━━ Passage for review ━━

This story was originally posted on August 6, 1995. The text below is unchanged from the original.
Nobody in his right mind would want to be responsible for a colony of research chimpanzees. For one thing, a full-grown chimp is stronger than the average man and in some ways about as smart as the average 3-year-old. For another, chimps are staggeringly expensive to breed and keep: $10,000 a year over a chimp's 60-to-70-year life span. And now, federal funds for biomedical research on chimps are getting tight.
None of this seems to faze Frederick Coulston. As chairman of the Coulston Foundation, he already oversees the largest colony of research chimps in the world. Now, he is on the brink of taking over yet another primate laboratory, a prestigious facility run by New York University Medical Center. If the deal goes through, Coulston would control nearly 750 chimpanzees, more than half the chimps available for biomedical research in the entire country.
That prospect worries a lot of people. According to critics--and Coulston has many among biomedical researchers and animal welfare activists--he has been irresponsible in his treatment of his animals. Prodded in part by the activist group In Defense of Animals, the U.S. Department of Agriculture cited Coulston last month for violations of the Animal Welfare Act that could carry fines of at least $7,500 per day. The charges include substandard housing--the USDA says at least 27 chimps were being kept in cages not much bigger than a bathroom stall--and lapses in care that led to the deaths of several animals.
But biomedical researchers are also concerned about the concentration of such a large fraction of the 1,200 research chimps in the United States in the hands of a single person. As federal requirements governing the care of chimps have tightened, virtually all research involving them now takes place at only a handful of labs with the required specialized facilities and experience. Federal programs focusing on diseases such as AIDS and hepatitis, as well as pharmaceutical companies testing new drugs or vaccines, depend upon these labs--and often the labs' own in-house scientists--to do the work for them. Researchers worry that a near monopoly could drive up the cost of primate research, even though the demand for chimps is declining. Preston Marx, a vaccine researcher with the Aaron Diamond AIDS Research Center in New York, says, "The idea is, take over all the chimps in the world. It is like a bad Batman plot."

━━━
━━ Data to examine ━━

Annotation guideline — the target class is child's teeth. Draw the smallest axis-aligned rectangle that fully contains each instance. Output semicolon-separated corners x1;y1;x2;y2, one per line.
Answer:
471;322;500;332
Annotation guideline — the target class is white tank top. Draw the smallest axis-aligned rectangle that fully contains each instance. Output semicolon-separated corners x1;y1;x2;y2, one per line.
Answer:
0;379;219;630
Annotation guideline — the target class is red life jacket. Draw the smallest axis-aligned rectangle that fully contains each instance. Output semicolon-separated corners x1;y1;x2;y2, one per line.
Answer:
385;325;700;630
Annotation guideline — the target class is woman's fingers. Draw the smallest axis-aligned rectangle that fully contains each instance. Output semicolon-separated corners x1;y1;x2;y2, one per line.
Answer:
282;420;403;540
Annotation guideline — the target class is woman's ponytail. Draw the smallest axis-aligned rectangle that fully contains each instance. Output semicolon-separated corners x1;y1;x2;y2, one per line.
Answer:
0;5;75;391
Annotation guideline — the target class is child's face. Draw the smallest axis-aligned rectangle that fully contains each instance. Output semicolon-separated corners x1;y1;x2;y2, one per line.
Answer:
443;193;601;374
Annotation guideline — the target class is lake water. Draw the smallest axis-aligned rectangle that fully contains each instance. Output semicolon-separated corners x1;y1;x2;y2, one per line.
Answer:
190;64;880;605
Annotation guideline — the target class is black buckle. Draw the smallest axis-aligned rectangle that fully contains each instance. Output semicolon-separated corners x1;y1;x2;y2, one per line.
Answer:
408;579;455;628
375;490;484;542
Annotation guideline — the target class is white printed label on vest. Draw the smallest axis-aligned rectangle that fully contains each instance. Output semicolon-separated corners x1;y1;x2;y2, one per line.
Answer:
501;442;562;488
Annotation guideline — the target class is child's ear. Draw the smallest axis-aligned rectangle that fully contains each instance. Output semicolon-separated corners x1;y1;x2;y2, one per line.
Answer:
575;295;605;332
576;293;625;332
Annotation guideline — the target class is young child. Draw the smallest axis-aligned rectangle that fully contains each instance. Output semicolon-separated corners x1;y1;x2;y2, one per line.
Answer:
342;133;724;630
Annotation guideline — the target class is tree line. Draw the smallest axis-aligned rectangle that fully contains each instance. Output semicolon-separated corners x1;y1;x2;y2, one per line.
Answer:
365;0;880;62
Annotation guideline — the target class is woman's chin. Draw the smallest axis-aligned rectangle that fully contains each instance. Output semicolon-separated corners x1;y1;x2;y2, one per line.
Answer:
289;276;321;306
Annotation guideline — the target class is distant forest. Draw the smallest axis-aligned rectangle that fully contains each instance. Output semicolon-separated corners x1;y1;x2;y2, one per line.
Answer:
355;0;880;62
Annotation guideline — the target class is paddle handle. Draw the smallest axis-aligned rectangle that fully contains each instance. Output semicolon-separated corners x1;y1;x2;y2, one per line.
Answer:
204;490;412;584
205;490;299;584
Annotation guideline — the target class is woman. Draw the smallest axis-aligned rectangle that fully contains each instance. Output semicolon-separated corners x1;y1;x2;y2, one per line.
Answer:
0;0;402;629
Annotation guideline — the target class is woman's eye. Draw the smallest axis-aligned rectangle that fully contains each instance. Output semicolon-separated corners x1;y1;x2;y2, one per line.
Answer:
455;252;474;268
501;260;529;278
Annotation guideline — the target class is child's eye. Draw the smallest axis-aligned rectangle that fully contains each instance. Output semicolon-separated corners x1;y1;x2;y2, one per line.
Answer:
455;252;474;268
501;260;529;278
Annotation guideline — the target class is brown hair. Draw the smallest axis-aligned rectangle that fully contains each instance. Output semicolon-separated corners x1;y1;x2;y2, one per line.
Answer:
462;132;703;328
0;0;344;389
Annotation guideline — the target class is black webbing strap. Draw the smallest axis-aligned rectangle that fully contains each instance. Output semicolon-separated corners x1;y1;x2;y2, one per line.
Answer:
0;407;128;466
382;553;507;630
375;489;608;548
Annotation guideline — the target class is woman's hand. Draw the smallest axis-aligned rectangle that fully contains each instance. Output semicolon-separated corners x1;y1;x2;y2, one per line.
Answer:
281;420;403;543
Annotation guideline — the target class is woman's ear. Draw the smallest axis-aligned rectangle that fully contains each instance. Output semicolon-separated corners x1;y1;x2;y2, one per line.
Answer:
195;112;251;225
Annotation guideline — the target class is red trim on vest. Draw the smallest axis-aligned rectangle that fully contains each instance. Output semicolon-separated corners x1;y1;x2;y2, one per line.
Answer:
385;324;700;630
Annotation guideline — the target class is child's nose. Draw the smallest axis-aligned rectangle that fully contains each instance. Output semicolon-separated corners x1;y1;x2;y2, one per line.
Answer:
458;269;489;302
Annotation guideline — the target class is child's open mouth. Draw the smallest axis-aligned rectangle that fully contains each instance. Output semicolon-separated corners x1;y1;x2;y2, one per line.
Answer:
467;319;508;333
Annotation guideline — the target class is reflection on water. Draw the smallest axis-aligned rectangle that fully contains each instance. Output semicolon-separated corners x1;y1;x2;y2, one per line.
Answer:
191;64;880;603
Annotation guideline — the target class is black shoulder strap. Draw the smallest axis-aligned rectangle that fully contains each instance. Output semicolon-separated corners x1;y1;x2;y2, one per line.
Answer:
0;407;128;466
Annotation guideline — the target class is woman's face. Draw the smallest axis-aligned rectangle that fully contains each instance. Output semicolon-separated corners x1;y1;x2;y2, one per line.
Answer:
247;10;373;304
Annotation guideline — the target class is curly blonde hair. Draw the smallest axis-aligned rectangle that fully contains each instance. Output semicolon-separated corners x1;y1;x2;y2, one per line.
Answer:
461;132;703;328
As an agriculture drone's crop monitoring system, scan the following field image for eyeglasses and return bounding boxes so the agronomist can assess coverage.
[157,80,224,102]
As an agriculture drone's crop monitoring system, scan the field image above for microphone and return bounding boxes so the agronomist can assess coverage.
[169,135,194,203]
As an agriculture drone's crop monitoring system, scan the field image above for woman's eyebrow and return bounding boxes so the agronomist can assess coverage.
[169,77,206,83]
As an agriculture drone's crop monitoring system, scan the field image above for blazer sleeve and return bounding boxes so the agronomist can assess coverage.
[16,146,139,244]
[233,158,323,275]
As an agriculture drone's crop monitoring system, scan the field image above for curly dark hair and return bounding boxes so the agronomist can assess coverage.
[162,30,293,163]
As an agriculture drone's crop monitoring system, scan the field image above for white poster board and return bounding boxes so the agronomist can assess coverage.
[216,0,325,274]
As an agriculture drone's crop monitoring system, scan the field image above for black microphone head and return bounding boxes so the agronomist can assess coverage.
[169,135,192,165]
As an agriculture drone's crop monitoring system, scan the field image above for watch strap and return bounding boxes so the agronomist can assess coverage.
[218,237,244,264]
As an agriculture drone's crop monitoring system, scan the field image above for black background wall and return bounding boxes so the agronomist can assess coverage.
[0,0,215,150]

━━━

■ **Required actions**
1. Echo the text on the Coulston research chimp colony word for word, everything from "That prospect worries" down to "of several animals.".
2. Carry on the article about Frederick Coulston and his research chimpanzee colony from the point where it stops.

■ **Results of the tasks**
1.
That prospect worries a lot of people. According to critics--and Coulston has many among biomedical researchers and animal welfare activists--he has been irresponsible in his treatment of his animals. Prodded in part by the activist group In Defense of Animals, the U.S. Department of Agriculture cited Coulston last month for violations of the Animal Welfare Act that could carry fines of at least $7,500 per day. The charges include substandard housing--the USDA says at least 27 chimps were being kept in cages not much bigger than a bathroom stall--and lapses in care that led to the deaths of several animals.

2.
Coulston, now 81, has a long history in the primate business. The cigar-chomping native New Yorker was among the first scientists in the 1940s to use primates as models for human physiology. He is widely recognized in the field of toxicology, and he has tested the effects of drugs, food additives, industrial solvents and pesticides on chimps and monkeys. In the '80s he founded a small primate colony--White Sands Research Center, in Alamogordo, N.M., a mom and pop business that subsisted almost entirely on contract work, testing drugs and chemicals on primates for manufacturers.
Coulston instantly became the director of the largest colony of chimps in the world in 1993, when he took over a primate laboratory run by New Mexico State University. NMSU's lab was one of only six facilities in the country, along with White Sands, that housed chimpanzees used in biomedical research. When the two labs were rolled together into a new entity, called the Coulston Foundation, the number of animals in Coulston's control tripled to a total of 500 chimps and over 1,000 monkeys. In addition to the animals, NMSU agreed to give him $400,000, as well as several animal facilities, the lease on a brand-new, $10 million federally funded building for housing chimpanzees and approximately $4 million in federal research contracts.
Violations. Coulston's proposed takeover of the prestigious NYU law would be a major addition to this already vast empire. Coulston claims that he only has the interests of the animals at heart. But critics say he has already taken on more than he can handle. Earlier this year a congressional plan to give him the $10 million federally funded chimp-housing facility, along with 150 chimps that now belong to the Air Force, was scuttled after famous chimpanzee expert Jane Goodall raised questions about "irregularities and violations" of animal-care regulations at the Coulston Foundation.